--- EXCERPT PROVIDED ---
Electroacupuncture at locations corresponding to either Stomach 36-37 or Heart 6-7 in humans, performed on two separate groups of rats. To determine if using combinations of points was more effective than using one point, the researchers also subjected one group of rats to simultaneous stimulation of P 5-6 and Stomach 36-37.
While each protocol was performed, the researchers measured any changes in blood pressure and heart rate that occurred in the rats, along with activity levels of somatic afferent fibers that carried sensory impulses from the skin and skeletal muscles to the central nervous system.
In the sham and control acupuncture protocols, "neither acupuncture needle insertion at P 5-6 without stimulation for 30 minutes, nor 30 minutes EA at an inactive acupoint (LI 6-7) influenced the gastric distention-induced pressure responses over a similar time period." Heart rate in all of the time-control groups remained unchanged.
--- EXTRACTED ENTRIES ---
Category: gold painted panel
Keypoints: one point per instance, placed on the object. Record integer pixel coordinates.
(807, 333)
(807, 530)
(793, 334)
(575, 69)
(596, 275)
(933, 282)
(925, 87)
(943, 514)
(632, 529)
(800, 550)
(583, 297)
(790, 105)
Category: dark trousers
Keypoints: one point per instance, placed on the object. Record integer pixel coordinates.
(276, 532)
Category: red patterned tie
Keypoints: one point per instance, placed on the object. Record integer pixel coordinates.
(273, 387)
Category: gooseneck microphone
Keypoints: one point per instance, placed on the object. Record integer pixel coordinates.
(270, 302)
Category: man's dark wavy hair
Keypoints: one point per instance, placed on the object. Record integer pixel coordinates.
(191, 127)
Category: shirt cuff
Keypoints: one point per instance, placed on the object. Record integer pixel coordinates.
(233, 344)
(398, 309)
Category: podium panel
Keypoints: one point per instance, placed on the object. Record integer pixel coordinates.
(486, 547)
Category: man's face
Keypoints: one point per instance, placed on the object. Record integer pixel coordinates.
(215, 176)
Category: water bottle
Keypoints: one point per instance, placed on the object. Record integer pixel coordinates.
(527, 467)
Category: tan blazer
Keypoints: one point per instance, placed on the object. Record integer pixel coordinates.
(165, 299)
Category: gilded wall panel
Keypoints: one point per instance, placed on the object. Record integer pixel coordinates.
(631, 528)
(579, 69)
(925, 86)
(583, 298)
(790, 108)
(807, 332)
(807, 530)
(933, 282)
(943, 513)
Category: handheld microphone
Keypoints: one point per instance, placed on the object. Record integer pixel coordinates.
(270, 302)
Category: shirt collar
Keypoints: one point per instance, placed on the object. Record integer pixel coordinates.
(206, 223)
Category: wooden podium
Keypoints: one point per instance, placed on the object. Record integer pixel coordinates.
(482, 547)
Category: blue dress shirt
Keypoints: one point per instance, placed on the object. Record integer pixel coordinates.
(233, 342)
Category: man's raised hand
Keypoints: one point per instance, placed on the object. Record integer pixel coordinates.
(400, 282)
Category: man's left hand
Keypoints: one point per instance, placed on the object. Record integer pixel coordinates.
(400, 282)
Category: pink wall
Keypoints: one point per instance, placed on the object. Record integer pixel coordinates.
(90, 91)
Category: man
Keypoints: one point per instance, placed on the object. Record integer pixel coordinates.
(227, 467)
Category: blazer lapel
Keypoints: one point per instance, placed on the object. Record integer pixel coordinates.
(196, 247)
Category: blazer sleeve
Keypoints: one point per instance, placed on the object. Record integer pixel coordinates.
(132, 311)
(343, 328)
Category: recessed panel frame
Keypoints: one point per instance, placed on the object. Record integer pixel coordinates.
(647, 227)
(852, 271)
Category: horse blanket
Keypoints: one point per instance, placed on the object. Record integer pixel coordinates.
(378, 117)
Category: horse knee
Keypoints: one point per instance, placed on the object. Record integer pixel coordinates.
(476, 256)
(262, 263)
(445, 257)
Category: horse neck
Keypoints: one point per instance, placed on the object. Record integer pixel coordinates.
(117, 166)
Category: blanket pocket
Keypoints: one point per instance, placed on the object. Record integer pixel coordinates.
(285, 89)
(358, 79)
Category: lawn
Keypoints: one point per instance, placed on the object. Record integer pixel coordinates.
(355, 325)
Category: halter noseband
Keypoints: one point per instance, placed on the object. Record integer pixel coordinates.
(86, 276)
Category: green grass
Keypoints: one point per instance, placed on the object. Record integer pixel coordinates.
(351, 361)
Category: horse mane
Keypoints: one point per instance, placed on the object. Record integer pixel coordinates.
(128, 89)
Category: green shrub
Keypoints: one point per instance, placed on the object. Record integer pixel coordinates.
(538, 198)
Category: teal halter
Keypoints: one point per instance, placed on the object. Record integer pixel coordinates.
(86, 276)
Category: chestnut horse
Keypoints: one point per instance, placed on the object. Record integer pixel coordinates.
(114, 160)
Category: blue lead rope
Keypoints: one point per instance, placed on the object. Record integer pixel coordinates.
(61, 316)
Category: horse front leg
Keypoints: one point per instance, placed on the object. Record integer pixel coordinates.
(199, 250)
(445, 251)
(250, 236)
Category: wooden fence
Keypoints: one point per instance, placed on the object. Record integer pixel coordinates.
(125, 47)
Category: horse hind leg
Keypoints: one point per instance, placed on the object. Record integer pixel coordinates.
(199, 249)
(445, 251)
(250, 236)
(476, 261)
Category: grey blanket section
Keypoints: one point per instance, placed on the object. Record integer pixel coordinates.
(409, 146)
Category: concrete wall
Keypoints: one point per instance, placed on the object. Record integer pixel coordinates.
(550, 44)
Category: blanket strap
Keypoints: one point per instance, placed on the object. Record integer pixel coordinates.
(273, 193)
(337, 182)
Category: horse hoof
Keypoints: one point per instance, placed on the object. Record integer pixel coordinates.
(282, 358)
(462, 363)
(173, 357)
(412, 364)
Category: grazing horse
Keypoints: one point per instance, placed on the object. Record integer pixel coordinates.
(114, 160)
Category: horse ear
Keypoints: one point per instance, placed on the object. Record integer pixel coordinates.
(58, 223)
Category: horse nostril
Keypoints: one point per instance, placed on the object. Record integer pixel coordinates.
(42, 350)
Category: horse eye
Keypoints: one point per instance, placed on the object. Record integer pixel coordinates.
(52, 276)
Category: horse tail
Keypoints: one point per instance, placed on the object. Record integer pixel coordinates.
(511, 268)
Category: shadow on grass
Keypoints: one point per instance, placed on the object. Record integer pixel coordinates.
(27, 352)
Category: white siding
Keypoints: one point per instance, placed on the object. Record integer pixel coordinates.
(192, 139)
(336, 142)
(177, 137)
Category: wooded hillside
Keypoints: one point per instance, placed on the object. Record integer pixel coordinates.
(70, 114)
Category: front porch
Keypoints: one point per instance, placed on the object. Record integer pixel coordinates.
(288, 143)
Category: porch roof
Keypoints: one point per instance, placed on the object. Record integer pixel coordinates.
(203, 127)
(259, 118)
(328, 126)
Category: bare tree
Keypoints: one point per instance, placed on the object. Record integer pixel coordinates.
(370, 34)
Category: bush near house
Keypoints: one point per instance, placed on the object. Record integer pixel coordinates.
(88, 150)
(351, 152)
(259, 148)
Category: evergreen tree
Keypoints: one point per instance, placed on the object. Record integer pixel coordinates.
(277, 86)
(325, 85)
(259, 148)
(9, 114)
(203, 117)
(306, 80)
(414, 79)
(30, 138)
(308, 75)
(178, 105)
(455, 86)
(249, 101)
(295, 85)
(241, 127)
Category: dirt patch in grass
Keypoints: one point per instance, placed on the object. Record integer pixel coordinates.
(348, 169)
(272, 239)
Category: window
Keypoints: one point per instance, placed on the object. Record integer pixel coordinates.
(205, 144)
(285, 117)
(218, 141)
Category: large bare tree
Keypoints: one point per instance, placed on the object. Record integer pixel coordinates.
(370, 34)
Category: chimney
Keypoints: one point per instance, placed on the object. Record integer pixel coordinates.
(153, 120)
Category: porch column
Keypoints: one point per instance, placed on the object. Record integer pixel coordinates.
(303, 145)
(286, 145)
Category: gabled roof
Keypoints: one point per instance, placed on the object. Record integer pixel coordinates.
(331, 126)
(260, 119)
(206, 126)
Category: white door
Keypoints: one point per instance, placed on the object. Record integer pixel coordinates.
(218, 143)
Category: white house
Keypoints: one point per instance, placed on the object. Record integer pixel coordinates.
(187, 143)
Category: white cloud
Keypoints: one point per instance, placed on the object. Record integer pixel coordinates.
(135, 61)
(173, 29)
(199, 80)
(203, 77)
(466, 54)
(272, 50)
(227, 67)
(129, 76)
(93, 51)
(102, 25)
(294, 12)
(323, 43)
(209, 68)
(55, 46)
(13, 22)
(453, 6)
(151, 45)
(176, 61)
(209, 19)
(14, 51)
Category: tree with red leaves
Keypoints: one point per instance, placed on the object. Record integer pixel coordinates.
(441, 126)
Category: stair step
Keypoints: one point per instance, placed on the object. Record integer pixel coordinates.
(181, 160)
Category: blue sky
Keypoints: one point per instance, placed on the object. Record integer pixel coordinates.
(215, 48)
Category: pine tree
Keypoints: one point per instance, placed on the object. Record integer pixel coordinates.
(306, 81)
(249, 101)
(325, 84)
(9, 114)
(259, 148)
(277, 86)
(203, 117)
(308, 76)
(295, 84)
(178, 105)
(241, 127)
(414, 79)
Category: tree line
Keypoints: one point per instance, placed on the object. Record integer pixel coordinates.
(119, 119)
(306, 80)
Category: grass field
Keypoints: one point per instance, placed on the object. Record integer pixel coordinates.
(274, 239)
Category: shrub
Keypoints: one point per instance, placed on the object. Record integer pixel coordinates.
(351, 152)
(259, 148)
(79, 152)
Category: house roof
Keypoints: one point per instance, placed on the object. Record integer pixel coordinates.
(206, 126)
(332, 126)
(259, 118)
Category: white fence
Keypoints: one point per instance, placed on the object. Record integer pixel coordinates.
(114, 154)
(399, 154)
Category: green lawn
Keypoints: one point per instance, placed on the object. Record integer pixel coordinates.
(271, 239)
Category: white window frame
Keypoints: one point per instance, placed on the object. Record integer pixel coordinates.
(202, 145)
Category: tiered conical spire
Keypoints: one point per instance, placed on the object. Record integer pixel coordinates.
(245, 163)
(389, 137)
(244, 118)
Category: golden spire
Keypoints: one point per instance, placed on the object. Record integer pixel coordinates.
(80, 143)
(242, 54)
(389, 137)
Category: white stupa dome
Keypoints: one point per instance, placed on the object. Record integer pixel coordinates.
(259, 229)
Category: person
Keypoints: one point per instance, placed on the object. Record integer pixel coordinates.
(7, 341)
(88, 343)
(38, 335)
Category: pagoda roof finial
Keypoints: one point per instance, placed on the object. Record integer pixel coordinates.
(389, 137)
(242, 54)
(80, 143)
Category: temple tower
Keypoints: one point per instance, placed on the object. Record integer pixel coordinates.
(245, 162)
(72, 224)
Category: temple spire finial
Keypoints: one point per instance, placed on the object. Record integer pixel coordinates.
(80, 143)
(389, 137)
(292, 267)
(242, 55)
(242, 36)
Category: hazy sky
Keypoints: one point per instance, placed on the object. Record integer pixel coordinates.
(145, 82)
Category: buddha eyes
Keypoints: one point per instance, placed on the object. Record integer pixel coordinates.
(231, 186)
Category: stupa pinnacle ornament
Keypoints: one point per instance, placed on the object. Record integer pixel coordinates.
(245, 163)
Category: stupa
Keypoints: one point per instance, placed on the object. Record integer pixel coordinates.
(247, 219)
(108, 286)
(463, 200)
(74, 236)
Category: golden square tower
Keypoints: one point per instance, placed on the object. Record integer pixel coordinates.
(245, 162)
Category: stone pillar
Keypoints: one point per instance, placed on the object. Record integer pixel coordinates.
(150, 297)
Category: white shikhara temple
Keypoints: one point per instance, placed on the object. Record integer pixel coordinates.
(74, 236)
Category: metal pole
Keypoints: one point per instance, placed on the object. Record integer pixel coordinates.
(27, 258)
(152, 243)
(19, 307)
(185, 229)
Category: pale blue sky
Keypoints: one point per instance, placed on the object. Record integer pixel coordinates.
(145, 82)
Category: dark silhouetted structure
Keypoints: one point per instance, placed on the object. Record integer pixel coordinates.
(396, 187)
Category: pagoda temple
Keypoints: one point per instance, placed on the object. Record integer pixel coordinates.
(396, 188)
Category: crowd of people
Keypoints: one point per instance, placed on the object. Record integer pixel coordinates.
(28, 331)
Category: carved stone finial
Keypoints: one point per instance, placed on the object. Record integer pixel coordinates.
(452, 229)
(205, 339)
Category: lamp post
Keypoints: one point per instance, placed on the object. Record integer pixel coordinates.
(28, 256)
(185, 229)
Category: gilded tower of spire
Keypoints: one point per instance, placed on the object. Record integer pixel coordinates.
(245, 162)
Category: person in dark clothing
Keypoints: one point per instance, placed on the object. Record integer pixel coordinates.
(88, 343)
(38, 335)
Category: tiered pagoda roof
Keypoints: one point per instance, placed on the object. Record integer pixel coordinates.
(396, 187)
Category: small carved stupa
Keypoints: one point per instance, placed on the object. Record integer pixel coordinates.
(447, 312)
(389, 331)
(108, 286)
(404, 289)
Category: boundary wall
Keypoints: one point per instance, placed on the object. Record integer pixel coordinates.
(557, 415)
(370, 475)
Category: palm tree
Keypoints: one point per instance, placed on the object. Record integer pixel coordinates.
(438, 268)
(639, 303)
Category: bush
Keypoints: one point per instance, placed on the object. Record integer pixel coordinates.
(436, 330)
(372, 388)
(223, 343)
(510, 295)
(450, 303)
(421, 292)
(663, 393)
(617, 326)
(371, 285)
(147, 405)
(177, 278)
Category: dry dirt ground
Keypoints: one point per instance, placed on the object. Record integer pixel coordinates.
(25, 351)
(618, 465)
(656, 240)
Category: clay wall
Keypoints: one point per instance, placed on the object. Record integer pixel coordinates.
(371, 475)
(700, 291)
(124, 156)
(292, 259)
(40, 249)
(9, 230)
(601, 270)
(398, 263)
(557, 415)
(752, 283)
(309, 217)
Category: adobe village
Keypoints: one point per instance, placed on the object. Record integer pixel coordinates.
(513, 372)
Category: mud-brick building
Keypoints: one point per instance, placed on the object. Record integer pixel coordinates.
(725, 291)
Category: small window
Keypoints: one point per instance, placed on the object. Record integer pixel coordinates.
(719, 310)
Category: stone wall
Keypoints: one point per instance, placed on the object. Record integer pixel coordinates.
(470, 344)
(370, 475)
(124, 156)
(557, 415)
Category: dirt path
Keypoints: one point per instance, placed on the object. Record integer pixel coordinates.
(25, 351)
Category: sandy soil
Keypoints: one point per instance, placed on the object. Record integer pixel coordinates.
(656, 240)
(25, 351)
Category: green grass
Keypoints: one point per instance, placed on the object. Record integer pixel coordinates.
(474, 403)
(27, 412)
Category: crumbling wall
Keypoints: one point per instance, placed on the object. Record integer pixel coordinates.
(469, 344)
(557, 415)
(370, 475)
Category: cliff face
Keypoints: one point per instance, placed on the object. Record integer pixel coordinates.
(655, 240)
---
* [WORK ITEM] In the excerpt on electroacupuncture in rats, which acupoint served as the inactive point in the control protocol?

* [OUTPUT OF THE EXERCISE] LI 6-7